--- start of TASK INPUTS ---

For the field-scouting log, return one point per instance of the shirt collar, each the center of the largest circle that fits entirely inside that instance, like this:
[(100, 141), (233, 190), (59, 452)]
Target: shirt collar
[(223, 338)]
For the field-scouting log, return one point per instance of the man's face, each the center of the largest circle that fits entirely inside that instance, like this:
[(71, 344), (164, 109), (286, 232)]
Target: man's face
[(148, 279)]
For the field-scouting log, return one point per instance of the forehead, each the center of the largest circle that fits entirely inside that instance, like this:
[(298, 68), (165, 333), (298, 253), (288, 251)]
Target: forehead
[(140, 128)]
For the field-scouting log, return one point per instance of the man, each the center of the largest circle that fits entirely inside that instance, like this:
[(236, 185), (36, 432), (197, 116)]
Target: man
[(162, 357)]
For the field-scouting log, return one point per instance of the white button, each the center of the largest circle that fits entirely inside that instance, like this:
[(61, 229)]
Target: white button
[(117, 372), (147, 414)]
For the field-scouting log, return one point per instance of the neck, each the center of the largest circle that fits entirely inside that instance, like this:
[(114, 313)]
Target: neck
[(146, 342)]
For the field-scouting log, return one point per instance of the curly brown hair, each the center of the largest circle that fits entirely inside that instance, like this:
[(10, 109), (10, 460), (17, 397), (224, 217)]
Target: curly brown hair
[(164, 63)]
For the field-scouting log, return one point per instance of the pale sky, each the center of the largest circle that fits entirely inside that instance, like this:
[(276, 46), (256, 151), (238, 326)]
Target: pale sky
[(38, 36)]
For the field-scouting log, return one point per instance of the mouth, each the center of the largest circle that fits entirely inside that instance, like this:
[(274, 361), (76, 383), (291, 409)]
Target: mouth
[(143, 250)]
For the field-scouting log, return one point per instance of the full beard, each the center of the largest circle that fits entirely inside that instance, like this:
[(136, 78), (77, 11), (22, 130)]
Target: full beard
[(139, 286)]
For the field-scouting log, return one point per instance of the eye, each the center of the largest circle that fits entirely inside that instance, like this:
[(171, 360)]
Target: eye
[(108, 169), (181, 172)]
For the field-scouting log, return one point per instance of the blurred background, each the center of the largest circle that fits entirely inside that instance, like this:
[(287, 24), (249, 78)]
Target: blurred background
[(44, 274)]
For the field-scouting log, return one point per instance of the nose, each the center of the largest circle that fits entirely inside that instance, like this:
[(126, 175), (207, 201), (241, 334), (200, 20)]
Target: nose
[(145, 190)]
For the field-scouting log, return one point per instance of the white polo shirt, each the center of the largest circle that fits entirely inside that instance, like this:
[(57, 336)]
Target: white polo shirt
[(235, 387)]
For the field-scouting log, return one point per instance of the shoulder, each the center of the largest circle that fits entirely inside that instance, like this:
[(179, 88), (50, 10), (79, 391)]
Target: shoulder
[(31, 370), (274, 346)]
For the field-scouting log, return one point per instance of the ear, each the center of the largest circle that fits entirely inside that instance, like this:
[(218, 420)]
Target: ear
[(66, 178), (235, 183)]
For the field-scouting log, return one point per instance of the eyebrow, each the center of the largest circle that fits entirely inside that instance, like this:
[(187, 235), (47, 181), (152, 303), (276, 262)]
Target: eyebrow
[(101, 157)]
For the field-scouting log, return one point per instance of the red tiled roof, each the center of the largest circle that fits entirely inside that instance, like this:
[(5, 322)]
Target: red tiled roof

--- end of TASK INPUTS ---

* **TASK DESCRIPTION**
Copy out the data word for word, starting at its first line and ending with the line that holds "[(143, 250)]", both included.

* **WRITTEN SOLUTION**
For the field-scouting log, return one point per instance of the shirt collar, each the center of the largest circle that fits entirely inside that instance, like this:
[(100, 141), (233, 190), (59, 452)]
Target: shirt collar
[(223, 338)]
For the field-scouting log, return one point per instance of the man's face, each the center of the largest circle that fits entirely inside that instance, like this:
[(71, 344), (164, 109), (286, 232)]
Target: man's face
[(148, 279)]
For the field-scouting log, return one point per instance of the forehead, each the center of the largest circle that fits entirely inside that instance, like this:
[(298, 68), (165, 333), (298, 253), (288, 251)]
Target: forehead
[(140, 128)]
For the field-scouting log, return one point per instance of the man, each the center of the largest circle that fits entirely inside that instance, like this:
[(236, 185), (36, 432), (197, 116)]
Target: man
[(162, 357)]
For the field-scouting log, return one point per instance of the white button, each the center of the largest circle that fits entirely inside that instance, like this:
[(61, 229)]
Target: white button
[(117, 372), (147, 414)]
For the field-scouting log, return one point per instance of the neck, each the center of the largest circle that fits entirely inside that instance, like this:
[(114, 313)]
Target: neck
[(146, 342)]
For the field-scouting log, return one point per instance of the curly brown hair, each the center of the largest circle that fits entirely inside that instance, like this:
[(10, 109), (10, 460), (17, 397), (224, 217)]
Target: curly brown hair
[(164, 63)]
For the field-scouting log, return one point per instance of the pale sky, each the center of the largest circle that fits entirely inside that instance, like this:
[(276, 46), (256, 151), (238, 326)]
Target: pale sky
[(38, 36)]
For the field-scouting log, return one point per instance of the mouth, each the center of the largest circle that fits entirely inside that instance, like this:
[(274, 361), (76, 383), (291, 409)]
Target: mouth
[(143, 250)]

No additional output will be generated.